Brano da leggere>
Nelle società industriali, c’era ancora una continuità un passaggio lineare tra due fasi del processo di individualizzazione
1. la fase “liberatoria” dai vincoli e costrizioni che limitano l’autonomia e la capacità di autodeterminazione delle persone e non consentono di realizzare i loro progetti di vita. Ciò che diventa importante è la raggiunta possibilità di scegliere la propria vita, senza rassegnazione e passività.
2. la successiva fase di ricomposizione di nuove forme di stare insieme, di convivenza, nuove relazioni di amicizia e di collaborazione, nuove relazioni con le istituzioni che di norma seguono questa fase liberatoria.

I cambiamenti economici e sociali travolgevano la civiltà contadina, le sue relazioni, le sue staticità, ma allo stesso tempo rivitalizzavano le istituzioni più moderne (famiglia nucleare e il ruolo della donna, i partiti, i sindacati…)
La società industriale è una società moderna che ha in mente il suo punto di arrivo:
- la famiglia nucleare (i genitori con un numero limitato di figli) modernizzata nelle sue relazioni, meno autoritaria;
- la Chiesa ha un ruolo cruciale nella vita delle persone seppure risulti indebolita da processi di secolarizzazione
- le istituzioni politiche sono solide,
- il lavoro è stabile, dignitoso, remunerato sufficientemente per partecipare a pieno titolo alla vita sociale.

I movimenti comunitari degli anni Novanta
A partire, dagli anni Novanta in molte parti del mondo, i movimenti comunitari assumono particolarmente rilevanza come progetto di riforma complessiva della società post-industriale, per affrontare la crisi delle sue principali istituzioni, l’individualismo che sembra delineare forme di vita non più socialmente ed ecologicamente percorribili (Etzioni, 1993; 1998).
Negli Stati Uniti e nel Regno Unito movimenti comunitari coinvolgono in un progetto di politica di riforma della società, politici come Bill Clinton e Tony Blair oltre che decine di altri Capi di Stato nel mondo.
Il Communitarian Network, fondato da Amitai Etzioni nel 1993, è il movimento più importante (Pesenti, 2002). Il movimento nasce da una forte preoccupazione sul futuro delle società contemporanee ed è fondato sulla rivitalizzazione delle comunità, sulla costruzione di valori comuni, di una cultura della coesione sociale.

Consegna> Secondo il brano, chi ha fondato il Communitarian Network e in quale anno? Il materiale è separato dal brano e va considerato a sé.

Record da una fonte di dati:
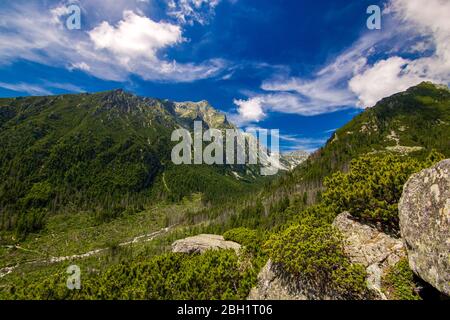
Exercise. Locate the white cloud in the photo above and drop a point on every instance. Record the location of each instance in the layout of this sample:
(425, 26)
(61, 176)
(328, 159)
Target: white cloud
(349, 80)
(42, 89)
(135, 45)
(190, 11)
(31, 89)
(135, 37)
(396, 74)
(384, 78)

Risposta> Amitai Etzioni, nel 1993.